* _Information supplied_:

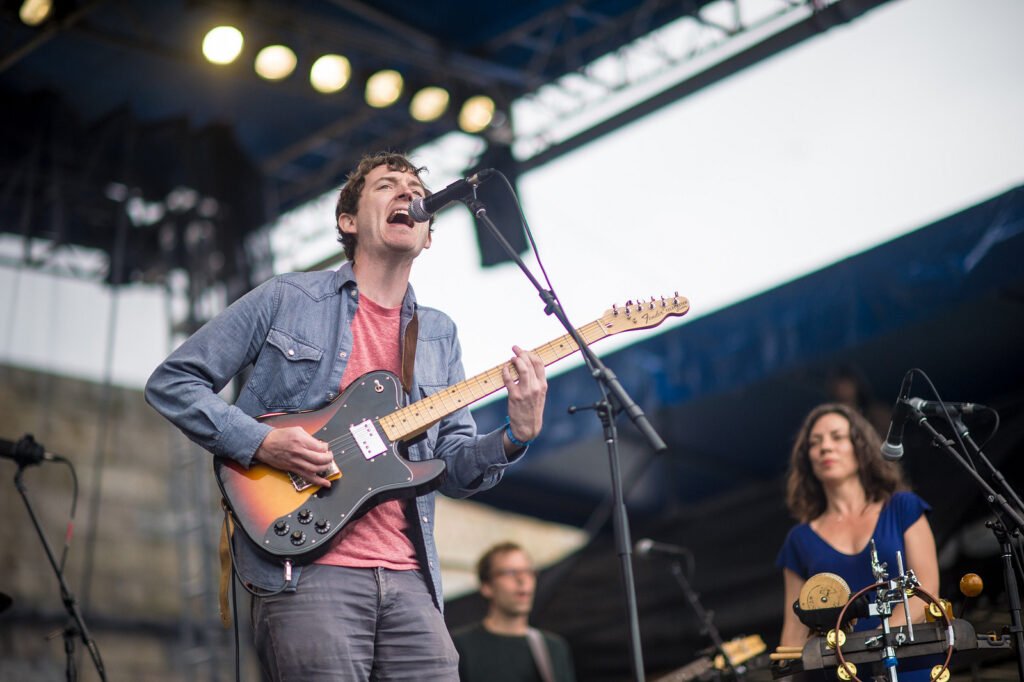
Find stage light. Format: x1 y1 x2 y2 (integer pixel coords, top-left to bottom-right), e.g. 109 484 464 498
459 95 495 134
203 26 245 65
367 69 403 109
409 85 452 123
17 0 53 27
255 45 298 81
309 54 352 94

* _Exercise prompt_: Copy the records above word for word, leaving out the pictures.

* _Final result_:
Find stage light. Format: x1 y1 x2 y2 (integer pixel coords, top-left to bottom-right), e.g. 109 484 464 498
459 95 495 134
203 26 245 65
367 69 403 109
409 85 452 123
17 0 53 27
255 45 298 81
309 54 352 94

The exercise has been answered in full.